[Material start]

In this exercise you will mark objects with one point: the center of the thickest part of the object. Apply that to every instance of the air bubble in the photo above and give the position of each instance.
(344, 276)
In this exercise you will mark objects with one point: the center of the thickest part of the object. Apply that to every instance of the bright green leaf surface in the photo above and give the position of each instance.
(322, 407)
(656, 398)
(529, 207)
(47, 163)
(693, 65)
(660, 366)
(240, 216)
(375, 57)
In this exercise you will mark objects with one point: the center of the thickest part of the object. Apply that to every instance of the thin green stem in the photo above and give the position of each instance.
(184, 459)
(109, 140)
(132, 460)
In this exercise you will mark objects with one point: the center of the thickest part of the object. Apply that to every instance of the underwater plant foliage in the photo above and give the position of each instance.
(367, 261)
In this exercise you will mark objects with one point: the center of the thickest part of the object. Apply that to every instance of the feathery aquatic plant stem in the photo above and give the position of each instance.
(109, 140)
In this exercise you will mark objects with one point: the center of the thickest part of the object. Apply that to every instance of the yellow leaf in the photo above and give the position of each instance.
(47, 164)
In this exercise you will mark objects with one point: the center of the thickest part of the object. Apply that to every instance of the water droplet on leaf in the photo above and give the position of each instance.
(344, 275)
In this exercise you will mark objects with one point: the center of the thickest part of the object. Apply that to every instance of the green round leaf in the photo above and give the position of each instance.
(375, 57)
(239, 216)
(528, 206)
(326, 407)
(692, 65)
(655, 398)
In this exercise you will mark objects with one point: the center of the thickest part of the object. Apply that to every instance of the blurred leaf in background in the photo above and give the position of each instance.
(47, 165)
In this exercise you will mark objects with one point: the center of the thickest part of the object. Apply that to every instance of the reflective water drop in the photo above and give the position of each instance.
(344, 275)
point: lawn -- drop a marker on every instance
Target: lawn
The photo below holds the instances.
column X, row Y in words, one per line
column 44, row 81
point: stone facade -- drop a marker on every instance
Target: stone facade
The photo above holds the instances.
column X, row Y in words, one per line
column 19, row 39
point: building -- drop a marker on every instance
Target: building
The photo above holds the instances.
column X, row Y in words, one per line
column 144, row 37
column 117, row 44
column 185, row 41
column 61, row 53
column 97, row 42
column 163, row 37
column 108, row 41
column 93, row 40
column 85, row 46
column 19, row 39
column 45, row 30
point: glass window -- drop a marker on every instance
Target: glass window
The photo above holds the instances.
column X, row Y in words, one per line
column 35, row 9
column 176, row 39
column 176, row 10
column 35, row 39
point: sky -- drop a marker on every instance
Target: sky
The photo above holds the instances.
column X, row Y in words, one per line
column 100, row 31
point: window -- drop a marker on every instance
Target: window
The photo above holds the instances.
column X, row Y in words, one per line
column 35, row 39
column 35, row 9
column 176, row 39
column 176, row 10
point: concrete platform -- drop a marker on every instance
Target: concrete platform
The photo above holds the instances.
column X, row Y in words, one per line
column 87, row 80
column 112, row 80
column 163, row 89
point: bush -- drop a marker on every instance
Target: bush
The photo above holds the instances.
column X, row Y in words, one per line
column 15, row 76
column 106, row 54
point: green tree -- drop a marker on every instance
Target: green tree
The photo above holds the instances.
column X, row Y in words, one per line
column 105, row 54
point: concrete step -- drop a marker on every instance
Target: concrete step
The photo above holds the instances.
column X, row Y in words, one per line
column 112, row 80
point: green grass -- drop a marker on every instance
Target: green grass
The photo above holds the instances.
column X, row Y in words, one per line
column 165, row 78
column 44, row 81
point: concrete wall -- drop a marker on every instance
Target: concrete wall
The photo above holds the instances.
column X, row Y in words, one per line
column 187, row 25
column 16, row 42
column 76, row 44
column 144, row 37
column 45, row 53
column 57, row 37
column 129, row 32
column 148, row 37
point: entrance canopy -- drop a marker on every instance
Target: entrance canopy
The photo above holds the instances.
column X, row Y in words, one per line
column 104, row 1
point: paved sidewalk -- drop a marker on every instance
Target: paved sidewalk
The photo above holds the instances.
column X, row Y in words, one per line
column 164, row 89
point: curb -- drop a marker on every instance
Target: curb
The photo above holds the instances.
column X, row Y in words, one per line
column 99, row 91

[Material end]

Task to carry out:
Please copy every row above word for word, leaving each one unchanged.

Task response:
In this exercise you will mark objects with one point: the center of the thickest part of the object. Apply that to every instance of the air bubble in the photo above and give the position of each instance.
(344, 276)
In this exercise you will mark objects with one point: the center of the thickest part of the object. Apply that to every instance of the bright green leaf surface in the photo above and give the position of each instance.
(322, 407)
(656, 398)
(529, 207)
(47, 163)
(693, 65)
(660, 366)
(240, 216)
(375, 57)
In this exercise you will mark objects with one point: the center of the thickest part of the object. Apply that to every instance of the thin green stem in the photo above and give the position of each instance.
(184, 459)
(109, 140)
(132, 460)
In this exercise you will mark objects with one point: the center of the thickest part of the object. Apply that to every instance of the underwater plant foliage in the photo above and give the position of each instance.
(367, 261)
In this exercise you will mark objects with one point: the center of the thickest part of the object. Apply that to every instance of the feathery aquatic plant stem in the photo above and give the position of each instance.
(109, 140)
In this exercise you will mark objects with one point: the center of the thickest part of the object. Apply that to every instance of the yellow leaf in the photo above and give the position of each instance.
(47, 164)
In this exercise you will mark objects with one point: the center of the thickest part of the object. Apply that to every instance of the water droplet on leaf in the photo above and give the position of each instance.
(344, 275)
In this exercise you will mark objects with one point: the center of the thickest part of the object. Apply that to every instance of the green round leaf in the photo above and give the position of each instance.
(375, 57)
(239, 216)
(528, 206)
(326, 407)
(692, 65)
(655, 398)
In this exercise you will mark objects with one point: the center of the thickest part of the object. Apply that to every instance of the blurred leaf in background in the photo above and give the position of each instance.
(47, 165)
In this exercise you will mark objects with one point: the center of the thickest part of the object. Apply that to every instance of the reflective water drop in the photo above and give the position of each instance.
(344, 275)
point: lawn -- drop a marker on every instance
Target: lawn
The photo below holds the instances.
column X, row Y in words, one per line
column 44, row 81
point: stone facade -- drop a marker on every instance
Target: stone facade
The photo above holds the instances.
column X, row Y in words, one per line
column 19, row 39
point: building -- drop a marker on every instance
Target: building
The photo above holds the instances.
column X, row Y in words, one per line
column 144, row 37
column 117, row 44
column 185, row 41
column 61, row 53
column 97, row 42
column 163, row 37
column 108, row 41
column 93, row 40
column 85, row 46
column 19, row 39
column 45, row 30
point: glass window -- drop a marker on every instance
Target: glass window
The photo above holds the instances.
column X, row Y in words, one per line
column 35, row 9
column 176, row 39
column 176, row 10
column 35, row 39
point: sky -- drop a marker on every instance
Target: sky
The photo above holds the instances.
column X, row Y in words, one per line
column 100, row 31
point: window -- drop a marker on every instance
Target: window
The photo above holds the instances.
column X, row Y in words, one per line
column 35, row 39
column 35, row 9
column 176, row 39
column 176, row 10
point: concrete platform -- drop a marker on every instance
Target: concrete platform
The photo above holds the instances.
column X, row Y in words, one per line
column 87, row 80
column 112, row 80
column 163, row 89
point: bush -- drop a marker on every instance
Target: bush
The photo above holds the instances.
column X, row Y in words, one per line
column 15, row 76
column 106, row 54
point: green tree -- drop a marker on every instance
Target: green tree
The photo above holds the instances.
column X, row Y in words, one per line
column 105, row 54
point: concrete step -- drop a marker on every instance
Target: concrete step
The photo above holds the instances.
column X, row Y in words, one per line
column 112, row 80
point: green grass -- drop a marker on every instance
Target: green grass
The photo above holds the instances.
column X, row Y in words, one per line
column 165, row 78
column 44, row 81
point: concrete wall -- drop a marker on every instance
Target: concrete wall
The photo above holds the instances.
column X, row Y in words, one per line
column 187, row 25
column 16, row 42
column 76, row 44
column 144, row 37
column 45, row 53
column 57, row 37
column 129, row 32
column 148, row 37
point: entrance canopy -- drop a marker on every instance
Target: entrance canopy
The photo above holds the instances.
column X, row Y in words, one per line
column 104, row 1
point: paved sidewalk -- drop a marker on every instance
Target: paved sidewalk
The photo above holds the instances.
column X, row Y in words, one per line
column 164, row 89
point: curb -- drop a marker on every instance
Target: curb
The photo above holds the instances.
column X, row Y in words, one per line
column 99, row 91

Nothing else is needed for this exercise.